## WHAT YOU WILL DO
Within the material below, locate the line with "Annotation task — identify one point per instance of the brown" and the line with "Annotation task — identify one point per instance of the braised", then return those two lines and all lines between them, exactly as written.

## ENTRIES SHOWN
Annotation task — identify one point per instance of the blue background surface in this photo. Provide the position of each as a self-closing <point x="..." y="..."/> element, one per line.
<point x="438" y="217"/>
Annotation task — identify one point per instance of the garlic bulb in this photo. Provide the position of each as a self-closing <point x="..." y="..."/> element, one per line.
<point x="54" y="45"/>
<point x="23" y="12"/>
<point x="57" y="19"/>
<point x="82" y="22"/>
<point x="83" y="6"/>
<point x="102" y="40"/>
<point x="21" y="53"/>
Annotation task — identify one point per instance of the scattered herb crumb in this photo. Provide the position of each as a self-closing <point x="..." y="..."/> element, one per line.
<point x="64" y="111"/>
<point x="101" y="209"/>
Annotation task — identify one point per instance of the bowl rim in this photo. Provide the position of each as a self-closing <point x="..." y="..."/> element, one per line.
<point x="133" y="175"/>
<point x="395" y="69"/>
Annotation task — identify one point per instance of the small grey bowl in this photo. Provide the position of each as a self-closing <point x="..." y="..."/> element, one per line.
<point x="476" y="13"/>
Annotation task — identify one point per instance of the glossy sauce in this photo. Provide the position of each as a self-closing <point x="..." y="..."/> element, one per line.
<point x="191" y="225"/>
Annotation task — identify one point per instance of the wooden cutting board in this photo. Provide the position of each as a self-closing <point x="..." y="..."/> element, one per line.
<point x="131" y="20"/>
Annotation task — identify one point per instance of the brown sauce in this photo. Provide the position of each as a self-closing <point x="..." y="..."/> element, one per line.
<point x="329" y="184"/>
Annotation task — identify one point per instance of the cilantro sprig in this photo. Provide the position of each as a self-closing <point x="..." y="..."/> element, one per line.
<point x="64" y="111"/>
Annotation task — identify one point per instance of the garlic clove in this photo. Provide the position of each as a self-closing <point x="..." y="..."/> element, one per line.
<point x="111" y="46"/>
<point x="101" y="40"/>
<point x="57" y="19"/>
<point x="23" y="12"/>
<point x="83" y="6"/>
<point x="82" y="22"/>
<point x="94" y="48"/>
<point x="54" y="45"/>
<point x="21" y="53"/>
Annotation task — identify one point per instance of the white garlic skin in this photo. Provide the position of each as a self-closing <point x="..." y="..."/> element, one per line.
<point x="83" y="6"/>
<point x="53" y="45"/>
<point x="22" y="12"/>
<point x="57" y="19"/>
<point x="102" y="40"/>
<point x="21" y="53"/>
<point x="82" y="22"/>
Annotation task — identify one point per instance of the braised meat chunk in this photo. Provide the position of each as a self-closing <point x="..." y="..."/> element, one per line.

==

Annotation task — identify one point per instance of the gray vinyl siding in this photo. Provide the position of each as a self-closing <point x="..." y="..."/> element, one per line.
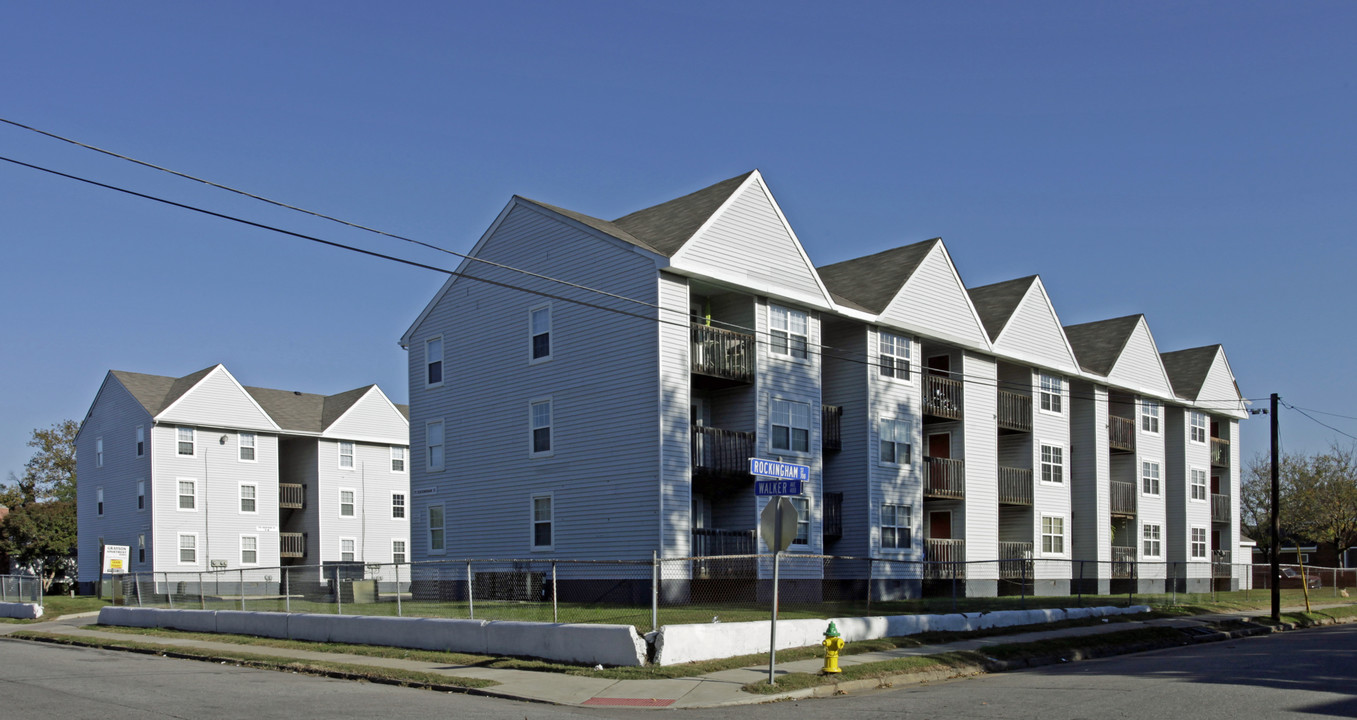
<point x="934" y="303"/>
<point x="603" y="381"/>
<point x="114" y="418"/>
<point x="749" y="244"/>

## SOLUTION BELOW
Annotation task — identify one point per instance of the brown sauce in this photo. Provide the position of each as a self-closing <point x="..." y="..."/> element, one per line.
<point x="329" y="184"/>
Annotation task — identify one point per instance of the cilantro sprig in this photo. Provide the position of each as a self-closing <point x="..." y="..."/> element, one per line.
<point x="64" y="111"/>
Annotation task — identify one point per instance of the garlic clove in this photo. Provide the position of each as a self-closing <point x="..." y="..."/> element, one per line.
<point x="111" y="46"/>
<point x="101" y="40"/>
<point x="57" y="19"/>
<point x="23" y="12"/>
<point x="83" y="6"/>
<point x="82" y="22"/>
<point x="94" y="48"/>
<point x="54" y="45"/>
<point x="21" y="53"/>
Annotation task — identify one point per instance of the white garlic skin in this photo. Provide the position of each as a self-closing <point x="..." y="..."/> element, one per line.
<point x="83" y="6"/>
<point x="53" y="45"/>
<point x="22" y="12"/>
<point x="57" y="19"/>
<point x="102" y="40"/>
<point x="21" y="53"/>
<point x="82" y="22"/>
Annotation task — identify one point per instance of the braised meat chunk in this photo. Provide the position of each as a self-closing <point x="..." y="..."/> element, one per line.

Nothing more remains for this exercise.